Stated problem:
Rewrite the entries below, replacing every occurrence of "one dot per instance" with "one point per instance" and changing nothing else. Omit the pictures from your answer.

The data:
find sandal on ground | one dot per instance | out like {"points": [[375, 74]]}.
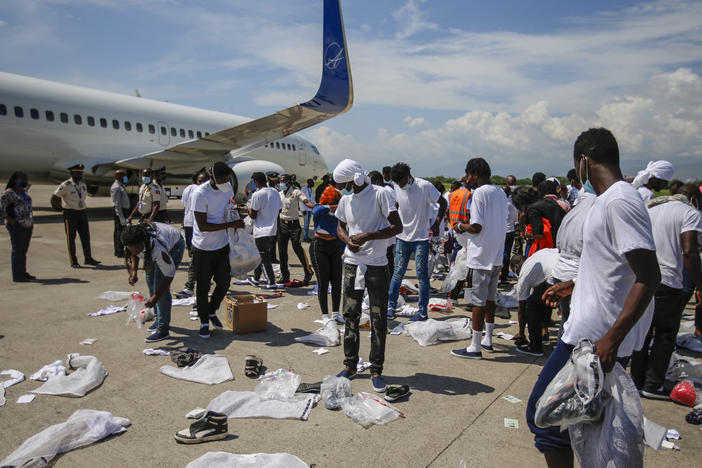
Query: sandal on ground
{"points": [[253, 366], [212, 426]]}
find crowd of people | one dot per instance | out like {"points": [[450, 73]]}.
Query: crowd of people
{"points": [[617, 262]]}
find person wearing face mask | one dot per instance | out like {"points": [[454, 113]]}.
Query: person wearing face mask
{"points": [[70, 198], [211, 244], [16, 210], [417, 201], [120, 203], [289, 228], [149, 198]]}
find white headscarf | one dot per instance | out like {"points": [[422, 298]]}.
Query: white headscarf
{"points": [[349, 170], [659, 169]]}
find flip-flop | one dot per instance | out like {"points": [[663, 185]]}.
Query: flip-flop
{"points": [[252, 367]]}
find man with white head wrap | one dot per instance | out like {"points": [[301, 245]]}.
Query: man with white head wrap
{"points": [[367, 219], [655, 177]]}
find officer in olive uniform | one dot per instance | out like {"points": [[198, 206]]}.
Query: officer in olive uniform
{"points": [[149, 198], [70, 197]]}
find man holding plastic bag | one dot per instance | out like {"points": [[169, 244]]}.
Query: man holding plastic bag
{"points": [[617, 277]]}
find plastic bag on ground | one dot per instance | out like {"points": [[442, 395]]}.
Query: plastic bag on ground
{"points": [[88, 374], [367, 409], [328, 335], [82, 428], [432, 331], [334, 390], [278, 385], [252, 460]]}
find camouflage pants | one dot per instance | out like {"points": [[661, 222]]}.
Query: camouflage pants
{"points": [[377, 285]]}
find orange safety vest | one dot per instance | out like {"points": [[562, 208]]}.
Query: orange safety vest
{"points": [[458, 206]]}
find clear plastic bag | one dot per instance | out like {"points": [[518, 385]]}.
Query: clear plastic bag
{"points": [[279, 385], [334, 391], [367, 409]]}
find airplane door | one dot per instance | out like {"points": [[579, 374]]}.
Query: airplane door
{"points": [[163, 136]]}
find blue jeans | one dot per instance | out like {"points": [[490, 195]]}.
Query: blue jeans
{"points": [[162, 309], [403, 252]]}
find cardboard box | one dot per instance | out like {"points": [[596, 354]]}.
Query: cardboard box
{"points": [[243, 315]]}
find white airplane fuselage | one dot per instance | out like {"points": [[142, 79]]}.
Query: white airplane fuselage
{"points": [[46, 127]]}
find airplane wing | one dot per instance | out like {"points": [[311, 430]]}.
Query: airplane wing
{"points": [[334, 97]]}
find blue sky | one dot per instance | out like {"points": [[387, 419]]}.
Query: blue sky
{"points": [[436, 82]]}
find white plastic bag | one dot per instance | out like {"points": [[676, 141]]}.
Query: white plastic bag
{"points": [[367, 409], [334, 390], [279, 385]]}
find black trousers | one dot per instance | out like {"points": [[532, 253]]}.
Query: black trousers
{"points": [[76, 221], [649, 365], [291, 231], [117, 234], [266, 247], [537, 314], [209, 264], [327, 263]]}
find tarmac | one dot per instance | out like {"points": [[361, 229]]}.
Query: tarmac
{"points": [[456, 410]]}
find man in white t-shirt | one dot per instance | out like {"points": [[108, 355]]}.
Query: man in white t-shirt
{"points": [[617, 277], [211, 244], [264, 207], [416, 201], [676, 225], [199, 178], [486, 231], [367, 219]]}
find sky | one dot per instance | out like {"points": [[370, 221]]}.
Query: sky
{"points": [[435, 82]]}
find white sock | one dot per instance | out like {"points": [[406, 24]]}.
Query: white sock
{"points": [[487, 338], [475, 345]]}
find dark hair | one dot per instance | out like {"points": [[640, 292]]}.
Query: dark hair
{"points": [[478, 167], [259, 177], [537, 178], [399, 171], [13, 179], [599, 145], [376, 178], [522, 197]]}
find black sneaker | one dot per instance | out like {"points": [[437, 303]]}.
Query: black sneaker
{"points": [[395, 392], [215, 322], [213, 426], [527, 349]]}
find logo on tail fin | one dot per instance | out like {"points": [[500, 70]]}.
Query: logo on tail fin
{"points": [[333, 56]]}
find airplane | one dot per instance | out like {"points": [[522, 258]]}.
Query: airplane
{"points": [[47, 127]]}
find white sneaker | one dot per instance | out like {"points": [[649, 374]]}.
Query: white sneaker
{"points": [[339, 319]]}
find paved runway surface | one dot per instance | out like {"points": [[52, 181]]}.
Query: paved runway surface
{"points": [[456, 409]]}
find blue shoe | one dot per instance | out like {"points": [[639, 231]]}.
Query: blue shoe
{"points": [[467, 354], [158, 336], [347, 374], [378, 383]]}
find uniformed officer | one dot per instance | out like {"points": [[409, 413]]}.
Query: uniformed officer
{"points": [[70, 197], [120, 201], [149, 198]]}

Answer for the task:
find sandal on ground | one point per instance | out like {"points": [[375, 74]]}.
Query: sandal on ground
{"points": [[253, 366], [212, 426]]}
find crowd of people | one point per instance | out like {"points": [[450, 73]]}.
Query: crowd of people
{"points": [[617, 262]]}
find person wearing face mask | one point per instance | out like {"points": [[454, 113]]}.
Query: person wearing face mask
{"points": [[70, 198], [211, 244], [16, 210], [417, 201], [120, 203], [289, 228], [149, 198]]}
find white headscarf | one point per instance | out like {"points": [[422, 298]]}.
Query: white headscarf
{"points": [[349, 170], [659, 169]]}
find flip-flop | one point per instance | out like {"points": [[663, 185]]}.
Query: flip-flop
{"points": [[252, 367]]}
find man with white head wrap | one point per instance | out like {"points": [[301, 245]]}.
Query: man with white head wrap
{"points": [[367, 219], [655, 177]]}
find officer in olive uniform | one point per instance | out like {"points": [[198, 206]]}.
Query: officer in olive uniform
{"points": [[149, 198], [70, 197]]}
find man holding plastic bag | one point per instance | out like {"points": [[169, 244]]}.
Query: man holding plastic bag
{"points": [[617, 277]]}
find plastic bag on ground | one point per instance | out like {"points": [[442, 395]]}.
Query: plastic bag on ground
{"points": [[88, 374], [367, 409], [328, 335], [82, 428], [432, 331], [334, 390], [278, 385], [252, 460]]}
find camouflage pants | one point per instance | out like {"points": [[661, 222]]}.
Query: camouflage pants
{"points": [[377, 285]]}
find orange safety vest | one point per instance | out like {"points": [[562, 208]]}.
Query: orange safety vest
{"points": [[458, 206]]}
find clear plastic bag | one point per instance | out like {"points": [[518, 385]]}.
Query: clear plastic bag
{"points": [[279, 385], [334, 391], [367, 409]]}
find airplane door | one point per instance | out like {"points": [[579, 374]]}.
Query: airplane door
{"points": [[163, 136]]}
find blue jeans | one point per instance | out like {"points": [[490, 195]]}.
Query: blue jeans
{"points": [[162, 309], [403, 252]]}
find cardboard box | one point per instance | out like {"points": [[596, 354]]}.
Query: cardboard box
{"points": [[243, 315]]}
find white airplane fuselage | one point per instance | out like {"points": [[142, 79]]}.
Query: white airplane fuselage
{"points": [[46, 127]]}
find airplane wing | one point per instance | out like {"points": [[311, 430]]}.
Query: airplane wing
{"points": [[334, 97]]}
find blue sky | one point per instance | out like {"points": [[387, 419]]}.
Query: blue sky
{"points": [[436, 82]]}
find white plastic bag | one point per instance | out like {"points": [[676, 141]]}.
Query: white plastic bag
{"points": [[367, 409], [334, 390], [279, 385]]}
find black trousers | one point per instance | out like {"points": [[532, 253]]}.
Query: black trousers
{"points": [[76, 221], [649, 365], [291, 231], [117, 234], [266, 247], [537, 314], [209, 264], [327, 263]]}
find tarmac | one point per instance | out like {"points": [[361, 229]]}.
Query: tarmac
{"points": [[456, 410]]}
find man in white t-shirt | one point per instance | out like {"points": [[108, 355]]}.
Query: man in white t-shirt
{"points": [[617, 277], [211, 244], [264, 207], [416, 201], [676, 225], [199, 178], [486, 231], [367, 219]]}
find sky | one point per instance | out like {"points": [[370, 221]]}.
Query: sky
{"points": [[435, 82]]}
find white sock | one point per instance | out like {"points": [[406, 24]]}.
Query: white sock
{"points": [[487, 338], [475, 345]]}
find dark hair | one point per instance | out like {"points": [[640, 292]]}.
Query: dark hair
{"points": [[478, 167], [259, 177], [537, 178], [399, 171], [13, 179], [599, 145], [376, 178], [522, 197]]}
find black sneaker | one point per instance | out like {"points": [[437, 303]]}.
Query: black sneaker
{"points": [[395, 392], [215, 322], [213, 426], [527, 349]]}
find logo on tail fin | one point per instance | out like {"points": [[500, 70]]}.
Query: logo on tail fin
{"points": [[333, 56]]}
find airplane | one point per instance | out like {"points": [[522, 258]]}.
Query: airplane
{"points": [[47, 127]]}
find white sneaker | one point per instance | out like {"points": [[649, 374]]}.
Query: white sneaker
{"points": [[339, 319]]}
find paved runway surface | one point per instance | out like {"points": [[52, 181]]}.
Query: paved runway surface
{"points": [[456, 409]]}
find blue shoe | one point per instance | out like {"points": [[639, 231]]}.
Query: blue shoe
{"points": [[467, 354], [158, 336], [347, 374], [378, 383]]}
find uniformed officer | one point per instance | out like {"points": [[409, 413]]}.
Query: uniformed officer
{"points": [[70, 197], [120, 201], [149, 198]]}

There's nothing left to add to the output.